Предоставленный отрывок:
Владимир Маканин . Удавшийся рассказ о любви // Знамя. 2000. № 5.
Почему-то после “Андерграунда, или Героя нашего времени” от Маканина чего-то ждалось. Новая же его вещь выглядит совершенно картонной. Дело даже не в мелких реалиях.
В этом же номере Наталья Иванова в статье “Бандерша и сутенёр” указывает на некоторые несуразности: почему, например, герой в роли телеведущего делается беднее, чем во времена писательства? Она полагает, что автор “коленкой” вбивает персонаж в конструкцию. Ещё кое-что из её оценок: “Маканин оперирует на себе — он печатался, несмотря на времена и цензуру. Книги выходили — с потерями, с вычеркнутыми словами или сценами, однако в последующих изданиях, уже в наши времена, автор ничего из утраченного не восстановил”. Проекция эта, однако, может показаться обидной: уж больно мелок , больно жалок маканинский герой, и хотя Иванова и говорит о том, что “Маканин пишет своего героя в обстоятельствах, намеренно заниженных”, как раз “намеренность”, если она и есть, не кажется оценочной. Дело в том, что всё нормально. И заголовок — “Удавшийся рассказ о любви” (разрядка моя. — А. С.) — это подтверждает. Точнее: намеренно или нет, но заурядность героя как бы задаёт “потолок” всему повествованию: нет ничего выше заурядности.

Записи разметки для обнаружения объектов:
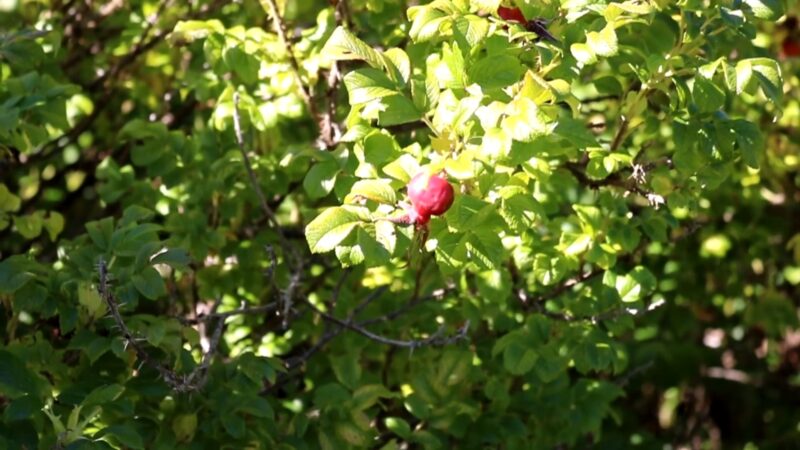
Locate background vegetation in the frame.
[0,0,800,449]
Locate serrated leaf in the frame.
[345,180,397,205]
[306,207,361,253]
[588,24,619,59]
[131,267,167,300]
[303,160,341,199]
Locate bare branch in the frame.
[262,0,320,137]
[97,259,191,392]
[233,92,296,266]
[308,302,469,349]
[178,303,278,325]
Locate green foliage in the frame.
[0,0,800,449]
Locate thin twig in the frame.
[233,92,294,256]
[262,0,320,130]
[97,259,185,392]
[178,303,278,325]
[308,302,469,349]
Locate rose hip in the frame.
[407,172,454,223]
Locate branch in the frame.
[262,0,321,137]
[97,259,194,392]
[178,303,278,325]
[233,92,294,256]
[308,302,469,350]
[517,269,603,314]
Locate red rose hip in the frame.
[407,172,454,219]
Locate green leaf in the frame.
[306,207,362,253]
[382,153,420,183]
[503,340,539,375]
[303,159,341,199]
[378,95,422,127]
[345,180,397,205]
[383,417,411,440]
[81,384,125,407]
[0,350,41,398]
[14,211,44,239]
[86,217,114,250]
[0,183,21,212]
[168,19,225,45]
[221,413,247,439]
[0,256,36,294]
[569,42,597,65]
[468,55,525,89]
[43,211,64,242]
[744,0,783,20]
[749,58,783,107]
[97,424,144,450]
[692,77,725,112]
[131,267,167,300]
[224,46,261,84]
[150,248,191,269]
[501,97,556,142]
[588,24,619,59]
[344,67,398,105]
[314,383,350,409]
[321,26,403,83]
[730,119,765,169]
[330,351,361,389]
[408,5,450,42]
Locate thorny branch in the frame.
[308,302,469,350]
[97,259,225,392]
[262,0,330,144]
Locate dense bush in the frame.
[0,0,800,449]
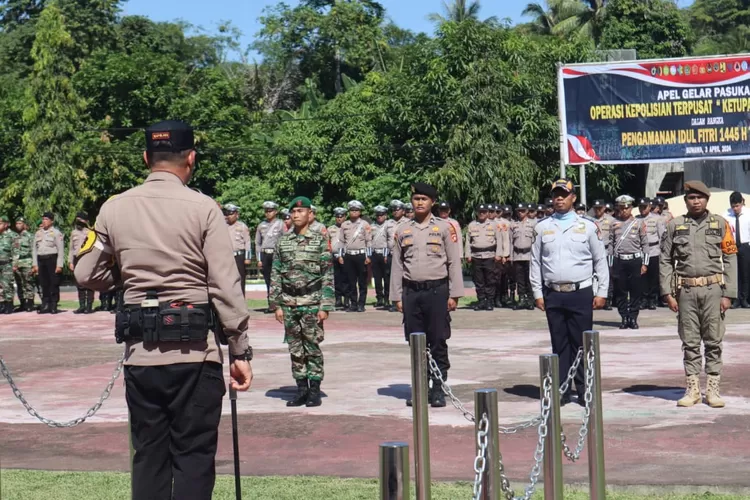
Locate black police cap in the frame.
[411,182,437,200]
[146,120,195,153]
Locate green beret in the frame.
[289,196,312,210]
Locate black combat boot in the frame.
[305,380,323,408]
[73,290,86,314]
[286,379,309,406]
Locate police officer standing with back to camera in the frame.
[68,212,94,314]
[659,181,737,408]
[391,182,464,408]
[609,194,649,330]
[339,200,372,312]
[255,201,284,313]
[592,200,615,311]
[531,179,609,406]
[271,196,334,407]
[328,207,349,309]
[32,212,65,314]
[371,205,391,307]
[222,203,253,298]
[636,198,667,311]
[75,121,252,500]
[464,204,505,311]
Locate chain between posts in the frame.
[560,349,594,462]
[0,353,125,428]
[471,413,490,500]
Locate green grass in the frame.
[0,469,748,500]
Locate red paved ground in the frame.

Обязательные задания:
1: Как называется статья Натальи Ивановой, опубликованная в том же номере, по словам отрывка?
2: Замените в отрывке «картонной» на «бумажной» и приведите часть текста, начиная со слов «Владимир Маканин .» и продолжая до слов «в мелких реалиях.» включительно.

Список решений:
1: «Бандерша и сутенёр».

2:
Владимир Маканин . Удавшийся рассказ о любви // Знамя. 2000. № 5.
Почему-то после “Андерграунда, или Героя нашего времени” от Маканина чего-то ждалось. Новая же его вещь выглядит совершенно бумажной. Дело даже не в мелких реалиях.